▸ EXERCISE AIM
Please give, exactly as they appear below, the line with "Your task: point to each instance of the piano" and every line after it through the final one, and nothing else.

▸ RECORDS FOR THE EXERCISE
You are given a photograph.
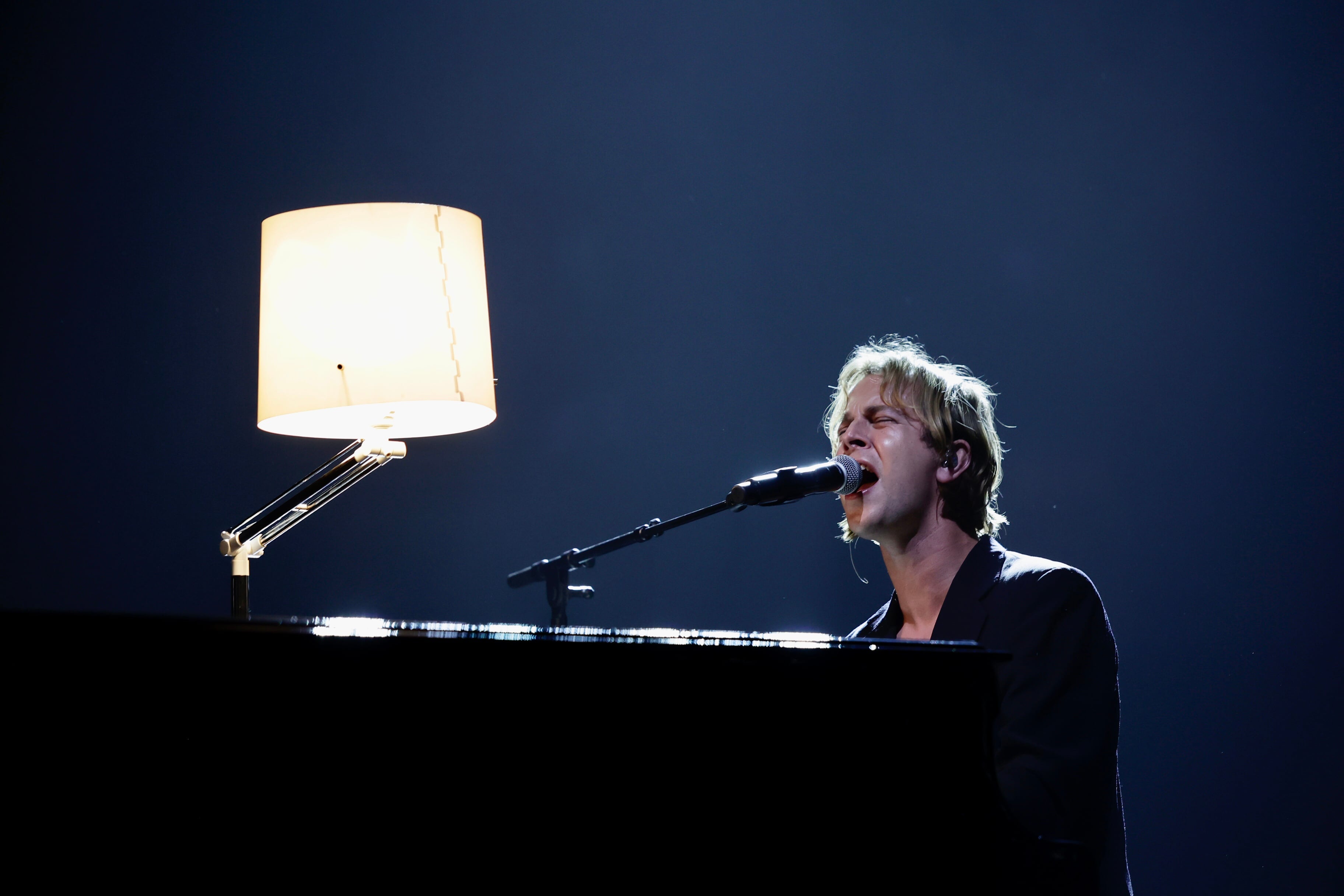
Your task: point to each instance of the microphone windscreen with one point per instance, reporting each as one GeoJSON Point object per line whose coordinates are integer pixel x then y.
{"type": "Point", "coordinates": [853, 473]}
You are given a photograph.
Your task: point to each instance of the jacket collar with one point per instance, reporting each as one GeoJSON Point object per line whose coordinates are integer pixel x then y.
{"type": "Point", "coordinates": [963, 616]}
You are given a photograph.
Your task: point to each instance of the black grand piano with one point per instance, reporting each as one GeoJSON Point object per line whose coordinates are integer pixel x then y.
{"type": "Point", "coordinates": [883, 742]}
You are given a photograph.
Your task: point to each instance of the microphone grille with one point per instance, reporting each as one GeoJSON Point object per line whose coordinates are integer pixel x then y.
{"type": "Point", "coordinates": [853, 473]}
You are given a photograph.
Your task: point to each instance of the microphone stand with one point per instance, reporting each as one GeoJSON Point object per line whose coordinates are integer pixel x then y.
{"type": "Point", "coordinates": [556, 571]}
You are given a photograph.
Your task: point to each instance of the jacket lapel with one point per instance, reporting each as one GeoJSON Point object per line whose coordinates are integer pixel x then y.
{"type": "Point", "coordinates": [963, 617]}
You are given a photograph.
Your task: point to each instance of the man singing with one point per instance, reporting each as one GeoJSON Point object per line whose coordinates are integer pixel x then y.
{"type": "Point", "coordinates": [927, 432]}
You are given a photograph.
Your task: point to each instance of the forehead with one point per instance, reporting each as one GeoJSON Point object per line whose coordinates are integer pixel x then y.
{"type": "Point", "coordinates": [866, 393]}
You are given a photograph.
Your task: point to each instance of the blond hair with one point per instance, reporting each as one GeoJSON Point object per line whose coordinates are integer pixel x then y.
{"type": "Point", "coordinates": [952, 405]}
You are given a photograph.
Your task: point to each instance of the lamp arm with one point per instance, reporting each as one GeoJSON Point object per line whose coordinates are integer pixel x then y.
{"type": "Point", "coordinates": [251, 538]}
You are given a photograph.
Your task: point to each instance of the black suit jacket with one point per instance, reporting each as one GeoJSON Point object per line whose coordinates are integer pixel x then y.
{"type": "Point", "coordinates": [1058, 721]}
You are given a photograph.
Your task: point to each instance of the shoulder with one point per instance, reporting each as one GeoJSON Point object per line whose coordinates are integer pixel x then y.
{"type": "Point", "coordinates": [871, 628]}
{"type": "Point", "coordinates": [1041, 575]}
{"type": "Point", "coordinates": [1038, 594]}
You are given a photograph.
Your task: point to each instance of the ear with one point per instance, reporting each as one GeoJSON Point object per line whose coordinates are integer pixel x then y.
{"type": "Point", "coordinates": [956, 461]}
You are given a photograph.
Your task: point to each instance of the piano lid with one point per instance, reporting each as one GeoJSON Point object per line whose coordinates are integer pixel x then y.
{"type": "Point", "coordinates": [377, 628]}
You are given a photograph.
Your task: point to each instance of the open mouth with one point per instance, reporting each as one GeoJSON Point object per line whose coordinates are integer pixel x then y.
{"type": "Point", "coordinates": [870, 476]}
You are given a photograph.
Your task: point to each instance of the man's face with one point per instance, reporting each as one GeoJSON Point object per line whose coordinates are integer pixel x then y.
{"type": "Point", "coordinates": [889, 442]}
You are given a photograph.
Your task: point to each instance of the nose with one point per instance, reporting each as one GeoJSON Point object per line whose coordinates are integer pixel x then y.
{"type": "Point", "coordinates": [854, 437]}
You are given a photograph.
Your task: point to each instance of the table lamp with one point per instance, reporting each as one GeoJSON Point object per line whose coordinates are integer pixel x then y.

▸ EXERCISE ANSWER
Your task: point to each instance of the piano lid with one point per instance, reporting each as one GeoJSON Point object per line whose coordinates are integer pixel x then y.
{"type": "Point", "coordinates": [377, 628]}
You are given a photograph.
Your task: point to each instance of the open mouth with one point per instance, reporting each as one GeoJSON Point object per line whose coordinates are integer pixel x then y.
{"type": "Point", "coordinates": [870, 476]}
You are given a photograph.
Your task: point to each instance of the man's face with one point per instance, reporting each as one GeoJSON Point object per line whose coordinates are integer pixel x then y.
{"type": "Point", "coordinates": [889, 442]}
You are given a photograph.
Your task: point to each instance of the nose with one point per instance, reporting each as one GeoJSON Point object per line whose coordinates are integer pixel x then y.
{"type": "Point", "coordinates": [854, 437]}
You are given a photograph.
Your task: point to each instance of the table lamp with one point per instance, reporting each as one GeoJSON Point object per line whose coordinates are integer pixel x then y.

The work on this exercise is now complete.